- Passage for review -
------------------------------

Open cocosci opened this issue 8 years ago • 14 comments

Hi there, For the mir_eval.separation.bss_eval_sources(reference, estimate) function, SDR and SAR are always the same and SIR is always infinity...

I wonder, 1> besides reference, estimate, do I need to offer the noise file to the function? 2> the input matrices are not bounded to [-1,+1]. Is that Okay?

cocosci avatar Oct 18 '17 21:10 cocosci

1> besides reference, estimate, do I need to offer the noisy to the function?

what do you mean by "the noisy"?

2> the input matrices are not bounded to [-1,+1]. Is that Okay?

I don't think this would cause a problem since the metric is mostly based on cross correlations.

faroit avatar Oct 18 '17 22:10 faroit

The background noise that is added to the clean signal. For each signal, I added 10 types of noise.

cocosci avatar Oct 18 '17 22:10 cocosci

According to the document, reference_sources : matrix containing true sources estimated_sources : matrix containing estimated sources

so how will the toolbox find the noise I added and calculate SIR? Thanks!

cocosci avatar Oct 18 '17 22:10 cocosci

I don't know what your application is, but bss_eval is not perfectly suitable to evaluate denoising applications.

If you still want to do it, make sure to pass 2 signals to both reference and estimates, where true sources are [clean vocals, interfering noise] and estimates are [predicted vocals, predicted noise]

also see #256

faroit avatar Oct 18 '17 22:10 faroit

Yes, I am trying to evaluate my source separation/speech enhancement/ or denoising algorithm. I thought it's equivalent to the bss toolbox, http://bass-db.gforge.inria.fr/bss_eval/, but with Python. Am I wrong??

cocosci avatar Oct 18 '17 22:10 cocosci

I thought it's equivalent to the bss toolbox, http://bass-db.gforge.inria.fr/bss_eval/, but with Python. Am I wrong??

yes, it is a reimplementation of these tools. So do you get different result with mir_eval than with matlab? If not, I guess your problem is related to the usage of bss_eval for your application.

------------------------------

- Data section -
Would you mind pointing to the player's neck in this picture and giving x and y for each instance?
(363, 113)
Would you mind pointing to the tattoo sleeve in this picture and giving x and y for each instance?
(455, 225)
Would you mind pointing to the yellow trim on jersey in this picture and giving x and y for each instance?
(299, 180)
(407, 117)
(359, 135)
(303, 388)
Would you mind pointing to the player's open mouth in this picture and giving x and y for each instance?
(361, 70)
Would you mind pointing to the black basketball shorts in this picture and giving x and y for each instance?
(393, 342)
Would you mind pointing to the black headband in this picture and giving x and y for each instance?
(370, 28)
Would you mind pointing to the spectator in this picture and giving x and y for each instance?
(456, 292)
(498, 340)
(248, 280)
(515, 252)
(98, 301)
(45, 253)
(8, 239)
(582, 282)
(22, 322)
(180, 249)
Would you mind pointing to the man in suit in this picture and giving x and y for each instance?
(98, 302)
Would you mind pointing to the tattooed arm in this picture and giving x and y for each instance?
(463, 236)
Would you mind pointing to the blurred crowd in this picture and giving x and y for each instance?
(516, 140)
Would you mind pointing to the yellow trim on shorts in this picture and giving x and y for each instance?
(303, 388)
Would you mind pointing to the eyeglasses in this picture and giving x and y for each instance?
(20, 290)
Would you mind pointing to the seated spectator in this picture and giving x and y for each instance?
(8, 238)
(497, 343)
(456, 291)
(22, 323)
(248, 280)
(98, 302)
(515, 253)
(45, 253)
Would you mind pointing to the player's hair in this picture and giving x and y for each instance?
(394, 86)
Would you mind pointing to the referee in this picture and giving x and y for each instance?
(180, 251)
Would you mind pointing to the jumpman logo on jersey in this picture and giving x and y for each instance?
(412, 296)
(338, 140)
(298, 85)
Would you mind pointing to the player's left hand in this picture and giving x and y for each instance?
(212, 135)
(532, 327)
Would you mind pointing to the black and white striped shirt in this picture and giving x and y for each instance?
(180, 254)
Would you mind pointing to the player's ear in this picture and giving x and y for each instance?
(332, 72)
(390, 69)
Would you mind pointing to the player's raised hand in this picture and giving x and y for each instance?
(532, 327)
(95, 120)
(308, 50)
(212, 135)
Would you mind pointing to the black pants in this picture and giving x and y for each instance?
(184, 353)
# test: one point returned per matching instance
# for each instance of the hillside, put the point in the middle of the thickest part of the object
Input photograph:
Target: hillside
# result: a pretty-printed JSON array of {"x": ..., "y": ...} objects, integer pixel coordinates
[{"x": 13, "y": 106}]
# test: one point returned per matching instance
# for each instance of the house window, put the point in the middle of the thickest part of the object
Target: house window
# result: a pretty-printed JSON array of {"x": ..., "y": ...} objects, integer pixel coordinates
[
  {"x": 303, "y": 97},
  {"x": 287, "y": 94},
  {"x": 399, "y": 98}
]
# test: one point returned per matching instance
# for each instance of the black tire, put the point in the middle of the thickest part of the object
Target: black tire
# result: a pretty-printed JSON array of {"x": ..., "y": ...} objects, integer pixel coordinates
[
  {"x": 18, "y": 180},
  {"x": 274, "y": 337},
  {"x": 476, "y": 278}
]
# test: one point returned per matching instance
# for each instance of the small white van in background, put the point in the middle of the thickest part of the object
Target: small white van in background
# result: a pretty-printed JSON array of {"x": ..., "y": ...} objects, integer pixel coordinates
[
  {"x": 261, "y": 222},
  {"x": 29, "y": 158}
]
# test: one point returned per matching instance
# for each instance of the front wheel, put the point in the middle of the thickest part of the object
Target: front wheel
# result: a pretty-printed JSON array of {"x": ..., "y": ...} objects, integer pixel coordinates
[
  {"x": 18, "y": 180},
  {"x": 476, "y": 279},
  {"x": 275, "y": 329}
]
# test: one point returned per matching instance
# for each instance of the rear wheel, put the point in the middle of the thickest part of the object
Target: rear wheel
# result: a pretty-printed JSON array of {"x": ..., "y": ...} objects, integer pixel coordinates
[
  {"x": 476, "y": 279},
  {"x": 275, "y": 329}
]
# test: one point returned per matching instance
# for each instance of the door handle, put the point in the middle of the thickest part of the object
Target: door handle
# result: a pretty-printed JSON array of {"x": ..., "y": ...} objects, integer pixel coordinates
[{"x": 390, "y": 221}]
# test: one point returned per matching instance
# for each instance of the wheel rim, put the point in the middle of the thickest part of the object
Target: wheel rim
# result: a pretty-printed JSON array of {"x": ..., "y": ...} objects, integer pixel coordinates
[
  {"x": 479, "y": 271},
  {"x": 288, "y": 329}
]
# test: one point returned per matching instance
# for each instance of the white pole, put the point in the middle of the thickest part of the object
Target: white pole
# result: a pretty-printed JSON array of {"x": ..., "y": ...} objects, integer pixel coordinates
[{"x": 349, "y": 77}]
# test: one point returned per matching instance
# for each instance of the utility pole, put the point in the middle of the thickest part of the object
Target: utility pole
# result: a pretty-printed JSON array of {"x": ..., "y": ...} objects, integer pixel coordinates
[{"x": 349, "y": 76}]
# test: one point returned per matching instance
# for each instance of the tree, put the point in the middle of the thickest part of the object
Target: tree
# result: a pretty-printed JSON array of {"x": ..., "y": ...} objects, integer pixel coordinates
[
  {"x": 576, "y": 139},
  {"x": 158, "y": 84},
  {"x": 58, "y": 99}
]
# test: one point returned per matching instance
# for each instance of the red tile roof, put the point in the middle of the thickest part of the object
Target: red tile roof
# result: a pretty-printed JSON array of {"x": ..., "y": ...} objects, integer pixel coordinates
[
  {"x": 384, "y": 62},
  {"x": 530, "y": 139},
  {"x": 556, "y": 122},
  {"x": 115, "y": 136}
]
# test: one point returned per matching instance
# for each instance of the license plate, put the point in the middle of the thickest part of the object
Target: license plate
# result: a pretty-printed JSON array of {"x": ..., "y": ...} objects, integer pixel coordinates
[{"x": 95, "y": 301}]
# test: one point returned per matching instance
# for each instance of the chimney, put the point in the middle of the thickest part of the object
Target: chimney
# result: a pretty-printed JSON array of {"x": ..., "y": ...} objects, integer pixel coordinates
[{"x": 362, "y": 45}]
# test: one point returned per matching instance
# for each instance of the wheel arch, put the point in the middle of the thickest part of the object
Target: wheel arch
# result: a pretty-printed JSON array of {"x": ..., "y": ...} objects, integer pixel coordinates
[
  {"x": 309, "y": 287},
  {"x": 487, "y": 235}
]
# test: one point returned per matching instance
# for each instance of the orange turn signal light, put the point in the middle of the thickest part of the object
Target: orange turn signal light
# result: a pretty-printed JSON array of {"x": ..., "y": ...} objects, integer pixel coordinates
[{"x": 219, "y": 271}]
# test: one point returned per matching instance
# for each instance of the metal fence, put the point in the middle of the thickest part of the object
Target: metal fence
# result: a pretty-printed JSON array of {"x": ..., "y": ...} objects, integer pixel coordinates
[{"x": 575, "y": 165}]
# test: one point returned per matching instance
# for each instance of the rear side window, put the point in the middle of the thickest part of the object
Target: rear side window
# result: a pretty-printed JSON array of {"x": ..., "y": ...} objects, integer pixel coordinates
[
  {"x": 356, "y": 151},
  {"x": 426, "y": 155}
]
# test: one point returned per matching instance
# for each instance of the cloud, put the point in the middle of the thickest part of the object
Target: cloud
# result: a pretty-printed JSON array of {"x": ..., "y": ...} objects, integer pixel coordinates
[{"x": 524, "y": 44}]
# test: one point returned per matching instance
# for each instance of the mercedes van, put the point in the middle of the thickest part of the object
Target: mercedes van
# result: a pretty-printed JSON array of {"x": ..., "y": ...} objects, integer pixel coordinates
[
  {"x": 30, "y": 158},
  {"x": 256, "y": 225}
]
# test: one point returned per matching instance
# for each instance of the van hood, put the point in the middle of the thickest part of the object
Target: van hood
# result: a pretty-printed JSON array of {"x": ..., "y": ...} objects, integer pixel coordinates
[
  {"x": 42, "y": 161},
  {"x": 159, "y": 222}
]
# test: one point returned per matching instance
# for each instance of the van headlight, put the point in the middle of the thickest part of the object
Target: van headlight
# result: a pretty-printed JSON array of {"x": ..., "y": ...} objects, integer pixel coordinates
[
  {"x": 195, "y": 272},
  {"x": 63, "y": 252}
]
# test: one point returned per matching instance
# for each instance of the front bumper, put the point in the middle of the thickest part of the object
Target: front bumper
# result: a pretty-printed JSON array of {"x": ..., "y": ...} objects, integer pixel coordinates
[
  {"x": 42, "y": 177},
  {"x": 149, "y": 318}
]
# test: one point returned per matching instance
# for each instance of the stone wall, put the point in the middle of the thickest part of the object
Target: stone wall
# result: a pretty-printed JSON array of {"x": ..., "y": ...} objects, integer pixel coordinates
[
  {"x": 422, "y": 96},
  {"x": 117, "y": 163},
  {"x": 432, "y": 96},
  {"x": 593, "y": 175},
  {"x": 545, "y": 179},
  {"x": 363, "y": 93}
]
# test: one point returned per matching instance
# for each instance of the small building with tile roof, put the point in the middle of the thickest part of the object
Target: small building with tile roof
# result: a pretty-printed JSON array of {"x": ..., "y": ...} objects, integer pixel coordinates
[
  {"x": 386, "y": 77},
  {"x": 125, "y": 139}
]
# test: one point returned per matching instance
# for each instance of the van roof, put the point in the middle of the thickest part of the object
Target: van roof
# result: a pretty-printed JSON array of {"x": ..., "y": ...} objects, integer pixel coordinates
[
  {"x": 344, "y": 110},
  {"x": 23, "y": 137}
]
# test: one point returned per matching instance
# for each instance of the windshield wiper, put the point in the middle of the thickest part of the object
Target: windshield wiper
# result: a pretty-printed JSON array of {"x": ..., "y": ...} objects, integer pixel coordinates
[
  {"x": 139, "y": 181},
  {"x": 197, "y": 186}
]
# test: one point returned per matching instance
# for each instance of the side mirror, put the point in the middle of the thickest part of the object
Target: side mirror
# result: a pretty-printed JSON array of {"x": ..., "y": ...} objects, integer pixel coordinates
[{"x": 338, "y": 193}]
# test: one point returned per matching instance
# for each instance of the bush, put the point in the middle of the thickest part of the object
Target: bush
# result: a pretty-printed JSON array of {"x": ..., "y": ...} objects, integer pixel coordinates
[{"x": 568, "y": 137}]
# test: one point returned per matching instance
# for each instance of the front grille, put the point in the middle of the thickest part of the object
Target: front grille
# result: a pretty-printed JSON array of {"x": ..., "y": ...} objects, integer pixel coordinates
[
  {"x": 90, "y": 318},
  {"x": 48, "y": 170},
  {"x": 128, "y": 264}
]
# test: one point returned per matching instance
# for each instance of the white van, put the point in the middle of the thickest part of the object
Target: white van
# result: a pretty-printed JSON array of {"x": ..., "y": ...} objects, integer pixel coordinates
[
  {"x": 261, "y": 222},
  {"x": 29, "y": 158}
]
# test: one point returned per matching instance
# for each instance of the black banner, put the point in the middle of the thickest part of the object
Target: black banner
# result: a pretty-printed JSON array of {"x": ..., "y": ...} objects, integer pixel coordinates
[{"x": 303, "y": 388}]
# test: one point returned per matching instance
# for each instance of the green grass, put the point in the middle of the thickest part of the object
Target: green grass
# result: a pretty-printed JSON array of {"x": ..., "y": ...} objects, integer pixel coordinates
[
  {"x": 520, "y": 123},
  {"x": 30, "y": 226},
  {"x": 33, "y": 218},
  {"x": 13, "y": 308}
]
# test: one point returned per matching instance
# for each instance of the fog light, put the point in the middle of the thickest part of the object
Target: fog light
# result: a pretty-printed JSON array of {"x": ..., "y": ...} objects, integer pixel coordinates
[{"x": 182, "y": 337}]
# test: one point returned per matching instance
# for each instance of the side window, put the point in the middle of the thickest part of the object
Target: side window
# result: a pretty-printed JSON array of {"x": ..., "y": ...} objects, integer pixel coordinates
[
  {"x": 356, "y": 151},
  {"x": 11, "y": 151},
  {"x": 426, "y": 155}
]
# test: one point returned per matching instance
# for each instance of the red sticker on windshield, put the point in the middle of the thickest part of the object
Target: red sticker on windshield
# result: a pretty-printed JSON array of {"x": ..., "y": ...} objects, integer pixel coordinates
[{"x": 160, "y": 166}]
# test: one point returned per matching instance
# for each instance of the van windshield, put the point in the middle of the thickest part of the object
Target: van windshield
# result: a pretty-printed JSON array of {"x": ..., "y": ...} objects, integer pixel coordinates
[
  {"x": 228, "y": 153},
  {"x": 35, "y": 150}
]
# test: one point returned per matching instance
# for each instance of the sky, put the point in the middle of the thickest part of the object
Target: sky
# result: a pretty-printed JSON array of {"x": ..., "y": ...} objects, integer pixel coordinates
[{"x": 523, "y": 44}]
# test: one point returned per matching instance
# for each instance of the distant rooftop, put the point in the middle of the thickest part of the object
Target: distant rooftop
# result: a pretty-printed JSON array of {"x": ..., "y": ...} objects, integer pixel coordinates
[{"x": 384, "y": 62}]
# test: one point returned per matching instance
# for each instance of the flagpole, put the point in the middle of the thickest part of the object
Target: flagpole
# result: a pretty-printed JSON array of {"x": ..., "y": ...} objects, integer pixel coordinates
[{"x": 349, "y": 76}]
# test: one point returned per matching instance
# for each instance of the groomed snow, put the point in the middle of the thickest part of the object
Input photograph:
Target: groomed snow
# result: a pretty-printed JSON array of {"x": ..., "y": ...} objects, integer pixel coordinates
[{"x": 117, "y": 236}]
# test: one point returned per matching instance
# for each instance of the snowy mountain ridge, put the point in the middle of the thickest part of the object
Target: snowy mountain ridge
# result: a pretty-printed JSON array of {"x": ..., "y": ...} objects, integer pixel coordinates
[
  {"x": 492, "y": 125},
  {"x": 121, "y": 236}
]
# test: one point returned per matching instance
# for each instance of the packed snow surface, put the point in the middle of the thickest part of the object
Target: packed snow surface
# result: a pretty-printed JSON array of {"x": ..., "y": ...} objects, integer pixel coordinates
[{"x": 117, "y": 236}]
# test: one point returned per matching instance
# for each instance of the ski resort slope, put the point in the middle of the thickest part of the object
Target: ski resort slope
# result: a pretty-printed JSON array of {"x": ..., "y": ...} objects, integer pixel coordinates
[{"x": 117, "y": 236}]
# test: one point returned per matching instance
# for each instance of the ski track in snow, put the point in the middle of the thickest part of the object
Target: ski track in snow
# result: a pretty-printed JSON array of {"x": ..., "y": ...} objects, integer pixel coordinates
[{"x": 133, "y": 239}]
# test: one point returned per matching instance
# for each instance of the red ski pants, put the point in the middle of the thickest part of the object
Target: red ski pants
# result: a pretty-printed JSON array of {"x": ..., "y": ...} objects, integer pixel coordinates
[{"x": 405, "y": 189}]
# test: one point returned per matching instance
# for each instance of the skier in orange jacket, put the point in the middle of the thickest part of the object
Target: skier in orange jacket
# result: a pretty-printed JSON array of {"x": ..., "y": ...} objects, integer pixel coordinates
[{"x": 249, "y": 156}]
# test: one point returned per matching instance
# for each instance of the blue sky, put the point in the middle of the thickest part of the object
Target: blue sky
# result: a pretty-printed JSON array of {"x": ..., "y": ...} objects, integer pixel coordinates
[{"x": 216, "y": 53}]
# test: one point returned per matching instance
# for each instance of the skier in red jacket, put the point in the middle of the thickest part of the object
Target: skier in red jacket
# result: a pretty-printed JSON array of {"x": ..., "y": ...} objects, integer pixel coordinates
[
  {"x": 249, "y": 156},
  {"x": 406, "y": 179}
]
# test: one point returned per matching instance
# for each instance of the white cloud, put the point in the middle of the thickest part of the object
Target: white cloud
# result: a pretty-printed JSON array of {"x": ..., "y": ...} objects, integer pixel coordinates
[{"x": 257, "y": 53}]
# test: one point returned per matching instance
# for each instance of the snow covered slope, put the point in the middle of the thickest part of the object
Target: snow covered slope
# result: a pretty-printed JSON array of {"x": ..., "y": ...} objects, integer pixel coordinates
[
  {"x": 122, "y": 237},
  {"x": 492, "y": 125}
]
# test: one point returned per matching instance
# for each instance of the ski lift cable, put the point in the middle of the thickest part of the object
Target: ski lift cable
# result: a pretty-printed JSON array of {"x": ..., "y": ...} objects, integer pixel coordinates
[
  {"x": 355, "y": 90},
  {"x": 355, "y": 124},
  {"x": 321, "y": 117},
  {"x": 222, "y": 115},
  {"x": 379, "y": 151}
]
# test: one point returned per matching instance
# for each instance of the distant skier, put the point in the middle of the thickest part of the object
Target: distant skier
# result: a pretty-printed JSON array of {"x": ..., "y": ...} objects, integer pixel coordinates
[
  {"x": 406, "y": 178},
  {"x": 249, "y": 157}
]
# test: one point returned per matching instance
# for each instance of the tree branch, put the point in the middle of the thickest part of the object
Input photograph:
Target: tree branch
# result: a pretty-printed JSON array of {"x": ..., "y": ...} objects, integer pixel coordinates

------------------------------

- Task list -
A. In the mir_eval issue thread, shorten the paragraph that begins "If you still want to do it" while keeping its main facts.
B. According to the mir_eval issue thread, how many types of noise were added to each signal?
C. Extend the mir_eval issue thread beyond its final sentence.
None of the records are required for the work that comes after.

- Task results -
A. To do it anyway, pass two signals as both the reference and the estimates: the true sources are [clean vocals, interfering noise], and the estimates are [predicted vocals, predicted noise].

B. 10 types of noise were added to each signal.

C.
faroit avatar Oct 18 '17 22:10 faroit

I haven't tried the matlab version, but I did download it. For that Matlab function, it takes more parameters than the counterpart here. From the handbook, it takes 3 or 4 parameters. [SDR, SIR, SNR, SAR] = bss crit(s target, e interf, (e noise), e artif)

cocosci avatar Oct 18 '17 22:10 cocosci

In my case, say I have a clean file, "clean.wav"; noise, "noise.wav", (and the mixed.wav) and the denoised file, "denoised.wav". They are with the same length. How to use your function to get SDR, SAR, SIR then?

cocosci avatar Oct 18 '17 22:10 cocosci

From the handbook, it takes 3 or 4 parameters. [SDR, SIR, SNR, SAR] = bss crit(s target, e interf, (e noise), e artif)

you need to compare with [SDR,SIR,SAR,perm]=bss_eval_sources(se,s)

faroit avatar Oct 18 '17 22:10 faroit

In my case, say I have a clean file, "clean.wav"; noise, "noise.wav", (and the mixed.wav) and the denoised file, "denoised.wav". They are with the same length. How to use your function to get SDR, SAR, SIR then?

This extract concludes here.